TASK LIST
[a] Reproduce the passage of the Hickory scraping post from "I'm thinking I" to "is that done?".
[b] Take the Hickory scraping post further, picking up right after its last shown sentence.

EXTRACT
━━━━
Assume I've been cursed to scrape HTML. If I convert the pages to Hickory I 
end up with a big mass of data which, sadly, lacks many "class" or "id"s 
that would let me easily pick out the data I need. However, for the most 
part, the only thing I really need off this page is the CVEs, which look 
like this:

CVE-2021-40539

I'm thinking I might write regex against the plain text of the page, but 
I'm also curious, is it common to take something like Hiccup or Hickory or 
a zipper and run regex through it? If yes, how is that done? 

A small part of the data looks like this:

                :content
                [{:type :element,
                  :attrs
                  {:class "tip-intro", :style "font-size: 15px;"},
                  :tag :p,
                  :content
                  [{:type :element,
                    :attrs nil,
                    :tag :em,
                    :content
                    ["This Joint Cybersecurity Advisory uses the MITRE 
Adversarial Tactics, Techniques, and Common Knowledge (ATT&CK®) framework, 
Version 8. See the "
━━━━
DATA SECTION

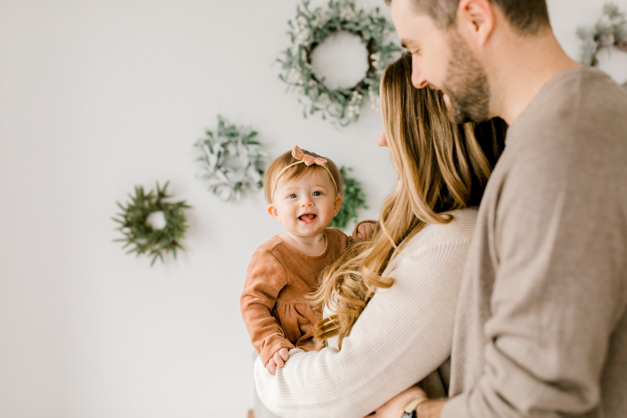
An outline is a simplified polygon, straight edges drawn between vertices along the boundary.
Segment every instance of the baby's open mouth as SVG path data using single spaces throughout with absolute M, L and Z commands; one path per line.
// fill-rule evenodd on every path
M 298 219 L 303 223 L 310 223 L 314 222 L 314 220 L 317 217 L 318 215 L 315 213 L 303 213 L 298 217 Z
━━━━
EXPECTED OUTPUTS
[a]
I'm thinking I might write regex against the plain text of the page, but 
I'm also curious, is it common to take something like Hiccup or Hickory or 
a zipper and run regex through it? If yes, how is that done?

[b]
                     {:type :element,
                      :attrs
                      {:href
                      
 "https://attack.mitre.org/versions/v9/techniques/enterprise/"},
                      :tag :a,
                      :content ["ATT&CK for Enterprise"]}
                     " for  referenced threat actor tactics and for 
techniques."]}]}
                 "\n\n"
                 {:type :element,
                  :attrs nil,
                  :tag :p,
                  :content
                  ["This joint advisory is the result of analytic efforts 
between the Federal Bureau of Investigation (FBI), United States Coast 
Guard Cyber Command (CGCYBER), and the Cybersecurity and Infrastructure 
Security Agency (CISA) to highlight the cyber threat associated with active 
exploitation of a newly identified vulnerability (CVE-2021-40539) in 
ManageEngine ADSelfService Plus—a self-service password management and 
single sign-on solution."]}
                 "\n\n"
                 {:type :element,
                  :attrs nil,
                  :tag :p,
                  :content
                  ["CVE-2021-40539, rated critical by the Common 
Vulnerability Scoring System (CVSS), is an authentication bypass 
vulnerability affecting representational state transfer (REST) application 
programming interface (API) URLs that could enable remote code execution. 
The FBI, CISA, and CGCYBER assess that advanced persistent threat (APT)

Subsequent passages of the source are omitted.